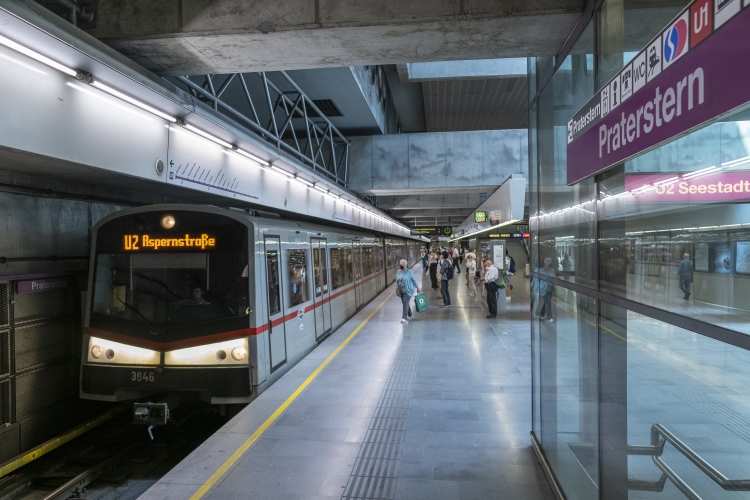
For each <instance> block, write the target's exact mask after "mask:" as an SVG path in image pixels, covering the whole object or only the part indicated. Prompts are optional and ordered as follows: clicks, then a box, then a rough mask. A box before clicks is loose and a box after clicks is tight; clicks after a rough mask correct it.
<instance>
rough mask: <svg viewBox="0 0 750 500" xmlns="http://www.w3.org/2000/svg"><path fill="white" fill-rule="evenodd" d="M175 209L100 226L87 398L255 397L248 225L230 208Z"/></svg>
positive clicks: (83, 341) (84, 384) (96, 234)
mask: <svg viewBox="0 0 750 500" xmlns="http://www.w3.org/2000/svg"><path fill="white" fill-rule="evenodd" d="M174 208H175V209H172V208H171V207H149V208H148V209H131V210H126V211H124V212H120V213H118V214H115V215H114V216H111V217H109V218H106V219H104V220H103V221H102V222H101V223H99V224H98V225H97V227H96V229H95V232H94V235H93V241H94V246H93V251H92V262H91V271H90V273H89V298H88V305H87V314H86V318H87V319H86V323H85V327H84V338H83V349H84V350H85V351H84V353H83V357H82V366H81V397H82V398H85V399H98V400H105V401H121V400H127V399H135V398H144V397H148V396H151V395H155V394H167V393H194V394H197V395H198V397H199V398H200V399H201V400H203V401H205V402H210V403H213V404H222V403H241V402H248V401H250V398H251V395H252V387H253V383H252V379H251V377H252V375H251V368H250V366H251V363H250V359H249V358H250V346H249V345H248V335H250V334H251V333H252V332H251V328H250V327H251V321H252V309H253V297H252V295H251V287H250V282H249V280H250V279H252V276H253V273H252V267H253V266H252V263H251V262H249V257H248V254H249V252H248V248H249V233H248V232H249V230H251V228H252V224H251V222H250V221H249V220H247V218H246V217H243V216H242V215H239V214H237V215H236V216H235V215H234V214H232V213H231V212H230V211H227V210H221V209H213V208H208V207H201V211H192V210H190V209H189V208H188V207H185V206H182V207H174ZM249 264H250V265H249Z"/></svg>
·····
Problem details:
Your answer must be a single number: the count of lines in these records that contain "rough".

Result for this task:
2